This is way too much of an uppgrade (on a hot system) to spend time on psycological variables. Even on more mediocre systems this adds authority & dynamics. Or the other way; the second* worst thing you can do to your system is to power it through a long mutistranded extensioncable.

* The worst thing is to use long, thin & multistrand speakercables. It`s even worse here cause of the low current & low impedance out of amp. 


Please excuse mui poor english


----------



## lcaillo

These are your opinions. IME, they are very likely based upon experiences that are mostly explained by psychological variables. We would be very interested to hear some reasoning and evidence that support some of your claims.


----------



## Moonfly

Im no cable expert, but I'm sure ive read somewhere that multi strand is better because the signal travels on the surface of the cable, and multi strand increases surface area massively. Is this the case or not? What advantages do solid cables offer over stranded etc.


----------



## lcaillo

It is the case, but is not a significant factor for audio frequencies. At RF it is a consideration. It is even less of a matter for a.c. supplies at 50 or 60 cycles. The most likely way in which a power cable can affect sound in a system is by picking up noise. As for the claims of those who hear big differences in sound quality or other effects, I am still waiting for a plausible explanation for how this occurs. I am open minded and willing to test any reasonable hypothesis, but have not seen one yet.


----------



## Moonfly

my own experience echoes yours. perhaps thats why I dont really devote much time to such subjects.

_GIVEN MATERIAL_:

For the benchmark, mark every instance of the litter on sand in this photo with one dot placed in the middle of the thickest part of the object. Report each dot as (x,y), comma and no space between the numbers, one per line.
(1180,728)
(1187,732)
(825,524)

_WHAT TO DO_:
1: Translate this sentence from the thread about audio cables into Spanish: "The most likely way in which a power cable can affect sound in a system is by picking up noise."
2: From the thread about audio cables, reproduce the passage that begins at the words "Please excuse mui" and ends after the words "of your claims.".
3: Carry on the forum thread about audio cables past its final post.

_ANSWERS GIVEN_:
1: La forma más probable en que un cable de alimentación puede afectar el sonido de un sistema es captando ruido.

2:
Please excuse mui poor english


----------



## lcaillo

These are your opinions. IME, they are very likely based upon experiences that are mostly explained by psychological variables. We would be very interested to hear some reasoning and evidence that support some of your claims.

3:
----------



## bambino

I still feel that if one were to hear even the slightest differance the cable would need to be changed all the way from the Recepticle to the Junction box. JMO.:T


----------



## lcaillo

If there was a local problem in the area near the system where some noise was being generated, I could see something being picked up or shielded with just the power cable. Otherwise, I agree, the house wiring is likely just as important (or unimportant) as the cable on the unit.


----------



## recruit

I had a separate 30amp mains spur run in for my power amp and sub, and use higher quality mains cables for there shielding as I have had interference with the out of the box cables, but it is purely because I have so many cables crossing each other that noise was introduced.

I also use high quality RCA cables from source > processor > amps and this is where I have noticed improvements in SQ over cheaper cables.


----------



## soundoff

unfairlane said:


> During my years as an audiophile & diy`er I`ve had a few jaw-dropping breakthroughs, including one about powercables. From earlier I knew that everything on the secondary/low current side had to be huge and solid core to make the amp breath like it`s supposed to.
> 
> My powercable-breakthrough began when I visited Electrocompaniet years back and got my hands on their last 25ft of powercable by promising to use it as speakercable. (the 8x17awg sc cable was no longer allowed to be used as pc) Back home I eas using an 25ft extension-cable to a 16A output. Replacing this with the Electrocompaniet 8x17awg sc(3+,3-,2 ground) gave a big lift in dynamics aso. Impressing, but why?
> 
> After dwelling a while over this I decided to try an ordinary (2+1)x12awg sc instead, and another jawdrop! Inspired by this I made up my first 3x12awg sc shielded powercables and the rest is history. The biggest suprise came when I brouht a pair of sc powercables to my friends Jadis-system. The idea was to help his JP-80 monoblocks, but since I also brought my rebuilt poweramp the Jadis-blocks wasn`t used. Instead I attached the sc pc`s to his CD-combo, not expecting too much. But on a system like this, it was like removing the earplugs!! Shocking.
> 
> Due to common "knowlegde" this shouldn`t happen, just ask any "expert". But if you try this out on a powerful system you`ll have to push up your jaw:unbelievable:


If using a shielded power cable made an improvement then your most likely dealing with an EMI issue.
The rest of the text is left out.